■ Task brief
Please quote the following data word for word, keeping every line unchanged.

■ Input material
········
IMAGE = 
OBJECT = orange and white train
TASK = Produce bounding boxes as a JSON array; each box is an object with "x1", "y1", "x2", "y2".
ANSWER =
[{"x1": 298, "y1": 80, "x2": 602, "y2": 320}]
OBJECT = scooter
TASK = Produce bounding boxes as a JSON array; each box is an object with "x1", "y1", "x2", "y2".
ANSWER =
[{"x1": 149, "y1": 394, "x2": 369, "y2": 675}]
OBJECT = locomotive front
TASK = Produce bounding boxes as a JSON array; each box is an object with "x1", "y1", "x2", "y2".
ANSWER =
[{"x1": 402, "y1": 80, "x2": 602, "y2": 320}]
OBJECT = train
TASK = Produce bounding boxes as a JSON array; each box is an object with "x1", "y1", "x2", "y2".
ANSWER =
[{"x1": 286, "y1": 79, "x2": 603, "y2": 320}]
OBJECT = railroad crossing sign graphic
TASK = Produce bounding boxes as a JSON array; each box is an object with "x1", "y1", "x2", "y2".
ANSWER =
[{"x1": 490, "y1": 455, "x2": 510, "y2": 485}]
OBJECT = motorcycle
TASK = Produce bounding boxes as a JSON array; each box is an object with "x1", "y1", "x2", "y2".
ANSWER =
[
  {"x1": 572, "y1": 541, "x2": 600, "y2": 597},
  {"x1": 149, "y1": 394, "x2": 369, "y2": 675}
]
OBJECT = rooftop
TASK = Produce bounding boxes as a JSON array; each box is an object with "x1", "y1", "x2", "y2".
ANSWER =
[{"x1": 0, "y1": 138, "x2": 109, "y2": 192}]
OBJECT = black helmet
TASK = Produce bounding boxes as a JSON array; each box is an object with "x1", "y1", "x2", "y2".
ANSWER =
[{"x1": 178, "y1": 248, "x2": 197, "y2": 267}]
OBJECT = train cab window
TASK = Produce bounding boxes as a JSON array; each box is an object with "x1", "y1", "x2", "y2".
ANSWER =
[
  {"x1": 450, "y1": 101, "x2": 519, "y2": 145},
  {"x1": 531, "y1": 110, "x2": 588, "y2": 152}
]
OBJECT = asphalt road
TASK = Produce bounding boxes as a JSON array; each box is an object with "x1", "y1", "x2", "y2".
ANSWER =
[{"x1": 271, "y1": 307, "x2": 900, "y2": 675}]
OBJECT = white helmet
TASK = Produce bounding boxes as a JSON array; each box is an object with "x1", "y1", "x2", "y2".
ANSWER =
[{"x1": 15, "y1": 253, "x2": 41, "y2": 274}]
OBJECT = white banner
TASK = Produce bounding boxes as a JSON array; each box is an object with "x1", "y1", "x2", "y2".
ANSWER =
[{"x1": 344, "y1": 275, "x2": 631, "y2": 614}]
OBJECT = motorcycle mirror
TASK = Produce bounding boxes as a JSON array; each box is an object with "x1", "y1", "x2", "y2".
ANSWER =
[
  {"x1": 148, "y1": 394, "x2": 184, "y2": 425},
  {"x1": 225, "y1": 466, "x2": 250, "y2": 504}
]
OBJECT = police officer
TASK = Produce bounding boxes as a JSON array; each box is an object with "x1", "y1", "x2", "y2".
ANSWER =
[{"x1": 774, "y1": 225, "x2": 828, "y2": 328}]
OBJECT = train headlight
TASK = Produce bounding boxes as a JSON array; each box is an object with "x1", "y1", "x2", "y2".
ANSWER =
········
■ Written reply
IMAGE = 
OBJECT = orange and white train
TASK = Produce bounding boxes as a JSON array; each box is an object with "x1", "y1", "x2", "y2".
ANSWER =
[{"x1": 298, "y1": 80, "x2": 602, "y2": 320}]
OBJECT = scooter
TASK = Produce bounding boxes as a JSON array; each box is an object with "x1", "y1", "x2", "y2".
ANSWER =
[{"x1": 149, "y1": 394, "x2": 369, "y2": 675}]
OBJECT = locomotive front
TASK = Produce bounding boxes as a JSON array; each box is an object with "x1", "y1", "x2", "y2".
ANSWER =
[{"x1": 402, "y1": 80, "x2": 602, "y2": 320}]
OBJECT = train
TASK = Produce bounding boxes as a JSON array; each box is an object with "x1", "y1", "x2", "y2".
ANSWER =
[{"x1": 286, "y1": 79, "x2": 603, "y2": 320}]
OBJECT = railroad crossing sign graphic
TASK = Produce bounding boxes as a JSON array; each box is an object with "x1", "y1", "x2", "y2".
ANSWER =
[{"x1": 490, "y1": 455, "x2": 510, "y2": 485}]
OBJECT = motorcycle
TASK = Produce bounding boxes as a JSON array; each box is an object with "x1", "y1", "x2", "y2".
ANSWER =
[
  {"x1": 572, "y1": 541, "x2": 600, "y2": 597},
  {"x1": 149, "y1": 394, "x2": 369, "y2": 675}
]
OBJECT = rooftop
TASK = Produce bounding boxes as a JSON array; each box is an object with "x1", "y1", "x2", "y2".
ANSWER =
[{"x1": 0, "y1": 138, "x2": 109, "y2": 192}]
OBJECT = black helmet
TASK = Produce bounding boxes as a JSON array; each box is an object with "x1", "y1", "x2", "y2".
ANSWER =
[{"x1": 178, "y1": 248, "x2": 197, "y2": 267}]
OBJECT = train cab window
TASK = Produce bounding boxes as a JSON array; each box is an object with "x1", "y1", "x2", "y2".
ANSWER =
[
  {"x1": 450, "y1": 101, "x2": 519, "y2": 145},
  {"x1": 531, "y1": 110, "x2": 588, "y2": 152}
]
OBJECT = asphalt road
TASK = Produce bounding boxes as a JSON array; each box is an object with "x1", "y1", "x2", "y2".
ANSWER =
[{"x1": 271, "y1": 307, "x2": 900, "y2": 675}]
OBJECT = white helmet
TASK = Produce bounding boxes as a JSON array; each box is an object with "x1", "y1", "x2", "y2".
ANSWER =
[{"x1": 15, "y1": 253, "x2": 41, "y2": 274}]
OBJECT = white banner
TASK = Produce bounding boxes as a JSON array; each box is an object with "x1", "y1", "x2", "y2".
ANSWER =
[{"x1": 344, "y1": 275, "x2": 631, "y2": 614}]
OBJECT = motorcycle mirror
TASK = Produce bounding boxes as a JSON array; each box is an object with "x1", "y1", "x2", "y2".
ANSWER =
[
  {"x1": 148, "y1": 394, "x2": 184, "y2": 425},
  {"x1": 225, "y1": 466, "x2": 250, "y2": 504}
]
OBJECT = police officer
TASK = Produce bounding boxes as a JSON array; each box is an object with "x1", "y1", "x2", "y2".
ANSWER =
[{"x1": 774, "y1": 225, "x2": 828, "y2": 328}]
OBJECT = train headlight
TASK = Produce bounding boxes as a JSON array; each box is an object with "x1", "y1", "x2", "y2".
ANSWER =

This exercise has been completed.